SOURCE DATA:
----------------
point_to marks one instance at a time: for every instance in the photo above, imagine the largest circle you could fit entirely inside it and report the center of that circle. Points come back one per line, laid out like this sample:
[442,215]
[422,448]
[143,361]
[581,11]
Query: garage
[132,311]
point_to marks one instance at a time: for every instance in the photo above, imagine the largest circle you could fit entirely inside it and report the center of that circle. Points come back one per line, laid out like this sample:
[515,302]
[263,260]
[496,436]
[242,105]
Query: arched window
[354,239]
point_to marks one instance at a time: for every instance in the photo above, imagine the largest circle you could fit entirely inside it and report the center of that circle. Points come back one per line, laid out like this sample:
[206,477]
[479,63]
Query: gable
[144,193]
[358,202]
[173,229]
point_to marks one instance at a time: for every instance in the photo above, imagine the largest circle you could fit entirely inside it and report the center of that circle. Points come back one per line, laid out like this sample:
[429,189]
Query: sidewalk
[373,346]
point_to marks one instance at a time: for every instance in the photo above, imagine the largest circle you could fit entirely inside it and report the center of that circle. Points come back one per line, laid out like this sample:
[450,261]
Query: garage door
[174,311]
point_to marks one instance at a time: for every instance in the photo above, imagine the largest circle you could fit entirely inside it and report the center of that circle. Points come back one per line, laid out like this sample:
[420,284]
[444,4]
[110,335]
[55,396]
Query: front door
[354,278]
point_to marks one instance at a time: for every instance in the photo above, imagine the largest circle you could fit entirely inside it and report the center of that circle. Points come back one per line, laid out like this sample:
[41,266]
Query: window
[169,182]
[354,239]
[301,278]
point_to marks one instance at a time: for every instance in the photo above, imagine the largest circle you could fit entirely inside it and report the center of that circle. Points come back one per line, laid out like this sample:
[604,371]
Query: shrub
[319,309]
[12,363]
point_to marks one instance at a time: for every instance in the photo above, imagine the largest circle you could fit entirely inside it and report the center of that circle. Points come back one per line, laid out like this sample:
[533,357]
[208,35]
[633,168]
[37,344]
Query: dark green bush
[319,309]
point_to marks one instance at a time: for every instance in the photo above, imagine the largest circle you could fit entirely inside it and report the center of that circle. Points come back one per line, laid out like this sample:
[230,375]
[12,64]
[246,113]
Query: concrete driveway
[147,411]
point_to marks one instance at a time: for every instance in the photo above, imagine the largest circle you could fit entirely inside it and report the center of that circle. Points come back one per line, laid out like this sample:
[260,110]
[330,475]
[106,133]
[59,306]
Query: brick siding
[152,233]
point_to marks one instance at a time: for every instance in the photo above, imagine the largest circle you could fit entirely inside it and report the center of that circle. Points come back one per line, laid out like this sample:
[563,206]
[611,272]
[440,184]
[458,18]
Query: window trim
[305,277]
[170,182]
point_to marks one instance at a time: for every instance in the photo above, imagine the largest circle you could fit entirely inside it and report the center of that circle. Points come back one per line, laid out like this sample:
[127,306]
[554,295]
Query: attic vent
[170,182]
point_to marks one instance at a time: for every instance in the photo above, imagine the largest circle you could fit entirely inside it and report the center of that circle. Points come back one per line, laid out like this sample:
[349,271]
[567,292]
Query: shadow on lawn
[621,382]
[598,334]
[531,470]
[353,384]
----------------
All of the entries must be quoted exactly; please include each one.

point_to marks one instance at a time: for every instance in the photo above, imagine the largest circle you could fit entirely inside it and report the center of that circle. Points come back one per line, laid out like this sample:
[442,215]
[422,448]
[143,361]
[581,11]
Query: garage
[132,311]
point_to marks one instance at a time: for every instance in the photo above, imagine the largest circle you could fit entirely inside it and report the center of that circle. Points come back one per line, laid out like this sample:
[515,302]
[263,260]
[496,436]
[242,105]
Query: arched window
[354,239]
point_to marks one instance at a time: for every instance in the photo above, imagine the largest circle you could fit entirely inside it and report the center of that circle. Points come back one per line, laid out like this sample:
[206,477]
[479,63]
Query: gable
[144,193]
[358,202]
[173,229]
point_to marks one instance at a time: for every instance in the photo above, imagine the largest circle you could fit entirely inside it and report the center of that circle. Points come back one per line, laid out like this sample:
[429,189]
Query: sidewalk
[373,346]
point_to marks one instance at a time: for every instance in the photo above, imagine the largest circle you could fit entirely inside it and report the center of that circle. Points come back one per line, laid out like this sample:
[450,261]
Query: garage door
[174,311]
point_to marks one instance at a time: for every instance in the photo above, imagine the largest circle you could fit entirely inside it and report the center of that circle. Points come back one per line, laid out like this sample:
[420,284]
[444,4]
[110,335]
[55,396]
Query: front door
[354,278]
point_to marks one instance at a time: for every instance in the photo above, imagine the largest circle you could fit entirely inside it and report the center of that circle. Points come back one per line, laid out like this sample:
[41,266]
Query: window
[169,182]
[354,239]
[301,278]
point_to marks one instance at a time: for every instance in the photo above, imagine the largest circle you could fit entirely inside it and report the center of that circle. Points come back one per line, laid out like this sample:
[604,371]
Query: shrub
[319,309]
[12,363]
point_to marks one instance at a time: for every instance in the photo above, imagine the largest circle you could fit entirely inside it and report the center of that circle. Points come back one per line, laid out like this sample:
[533,357]
[208,35]
[633,168]
[37,344]
Query: dark green bush
[319,309]
point_to marks one instance at a time: for every instance in the photo above, imagine the largest circle you could fit entirely inside it and report the center of that circle. Points come back one per line, laid out like this sample:
[230,375]
[12,64]
[246,113]
Query: concrete driveway
[147,411]
point_to marks one instance at a time: for every instance in the photo above, imagine the largest circle you could fit entirely inside it and report the center of that circle. Points come back one per line, laid out like this sample:
[260,110]
[330,475]
[106,133]
[59,306]
Query: brick siding
[152,233]
point_to marks one instance at a time: for every instance in the photo above, imagine the largest circle you could fit entirely inside it and report the center of that circle. Points come back one per line, laid out like this sample:
[563,206]
[611,272]
[440,184]
[458,18]
Query: window trim
[305,277]
[170,182]
point_to marks one instance at a time: for every instance in the photo above, imagine the largest circle you could fit entirely inside it and report the center of that circle. Points come back one per line, laid out like this sample:
[127,306]
[554,295]
Query: attic vent
[170,182]
point_to marks one instance at a time: for every instance in the photo above, imagine the largest circle you could fit entirely inside it and report the center of that circle. Points come back one per line, laid out like this sample:
[349,271]
[567,292]
Query: shadow on lawn
[621,382]
[598,334]
[531,470]
[353,384]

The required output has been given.